The lines you need are those holding the word "form"; pull them from the material.

== Data for analysis ==
● ● ● ● ● ● ●

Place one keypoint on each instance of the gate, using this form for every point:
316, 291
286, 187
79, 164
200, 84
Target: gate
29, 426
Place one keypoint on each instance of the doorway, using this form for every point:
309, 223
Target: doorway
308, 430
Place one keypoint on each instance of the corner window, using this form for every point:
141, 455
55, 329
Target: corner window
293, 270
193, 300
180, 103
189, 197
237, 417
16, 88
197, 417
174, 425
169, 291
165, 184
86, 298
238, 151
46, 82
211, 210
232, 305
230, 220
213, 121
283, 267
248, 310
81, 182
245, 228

● ● ● ● ● ● ●

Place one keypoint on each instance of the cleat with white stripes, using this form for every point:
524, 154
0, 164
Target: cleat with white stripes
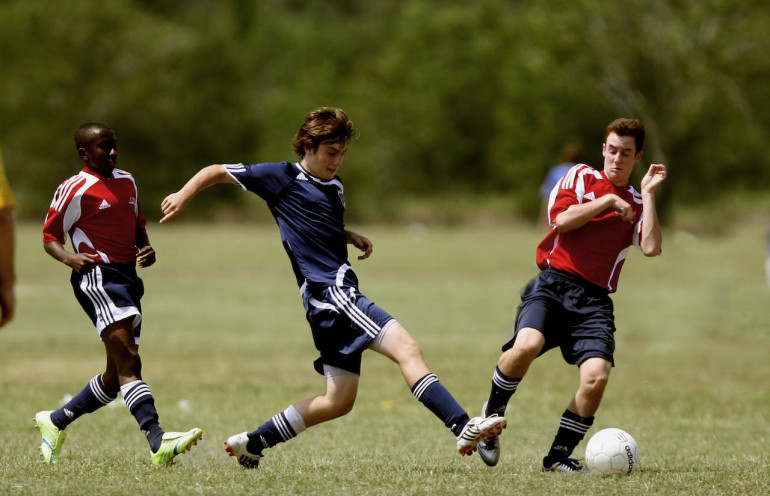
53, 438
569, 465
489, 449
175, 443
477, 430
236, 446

● ● ● ● ● ● ●

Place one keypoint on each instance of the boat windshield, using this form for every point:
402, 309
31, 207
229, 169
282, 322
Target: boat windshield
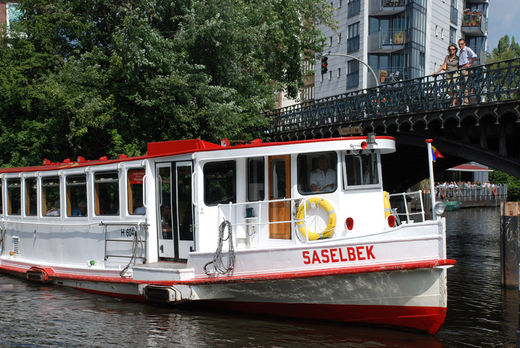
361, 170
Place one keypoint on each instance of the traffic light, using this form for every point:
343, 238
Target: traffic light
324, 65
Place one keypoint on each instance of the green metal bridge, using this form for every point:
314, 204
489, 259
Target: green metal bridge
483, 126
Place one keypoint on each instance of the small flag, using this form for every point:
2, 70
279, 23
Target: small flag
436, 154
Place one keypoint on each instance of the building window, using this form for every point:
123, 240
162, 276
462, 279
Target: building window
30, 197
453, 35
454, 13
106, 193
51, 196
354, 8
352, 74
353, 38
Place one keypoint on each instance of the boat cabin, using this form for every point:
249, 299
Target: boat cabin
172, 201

● ● ● ● ● ● ●

== Your solution ==
Place one keypoint on each instance of the gate, using this form for every point:
Place one keypoint on each instance of the doorway, using this form for every point:
Place one keypoint on each instance of the corner window, using this form for every point:
Place one keypoint on each instance of the cleat with white stripes, using this form for every point:
Place one keypoint on each instance of the boat windshield, using this form for every point:
Place one keypoint on each instance of the traffic light, using this form for every point:
Place one keypoint on each instance of the green metal bridge, using this form for every point:
Place one keypoint on each instance of the small flag, using this form for every point:
Place one keypoint on each instance of the building window, using this form for every point:
Place one keypoint on each instance of the boat cabin, using this form for every point:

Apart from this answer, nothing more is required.